-------- Source excerpt

Creative Nonfiction: Left in the lurch: How Lefty Smith built a famous arts collective in southern Mexico and then burned it to the ground

In response to the Stuart Buck / Bear Creek fiasco of recent days, here is the account of one of the strangest and most painful episodes of my life, the advent of a mysterious British man who absolutely upturned my life over the course of two years from 2014 to 2016, a man whose stories or past I never questioned, who after constructing what we said would be an arts collective, an empire! Simply vanished one day.



By Colin Gee

By the time we launched the fake progressive dinner I already prided myself on being well acquainted with the dark side of the host, funder, and organizer of the event, Lefty Smith, as he was known to me, though I never even googled his name, not even after he vanished. Still have never done it, such was his effect on me, so hard I cleaved to his dark side. I was thrilled by this stranger’s openness to everyone that he was truly bad, that he thought about letting babies pop in hot cars and the encroaching sun that would obliterate all art and life, that he was a spurned artiste, mid-level office fodder Londoner with a cripple mom, he said, yet a writer of stream-of-consciousness fiction, a would-be actor with ambition and British sterling to scatter across Mexico.

----------------
-------- Provided material

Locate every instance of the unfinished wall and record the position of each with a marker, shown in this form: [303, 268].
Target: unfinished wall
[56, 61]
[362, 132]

----------------

Directives >>
**1.** Translate this sentence from the Lefty Smith essay into Spanish: "Still have never done it, such was his effect on me, so hard I cleaved to his dark side."
**2.** From the Lefty Smith essay, duplicate word for word the part that opens with the words containing "In response to" and closes with "vanished one day.".
The listing plays no part in this work.

Final results >>
**1.** Todavía no lo he hecho nunca, tal era el efecto que tenía en mí, tan fuerte me aferré a su lado oscuro.

**2.**
In response to the Stuart Buck / Bear Creek fiasco of recent days, here is the account of one of the strangest and most painful episodes of my life, the advent of a mysterious British man who absolutely upturned my life over the course of two years from 2014 to 2016, a man whose stories or past I never questioned, who after constructing what we said would be an arts collective, an empire! Simply vanished one day.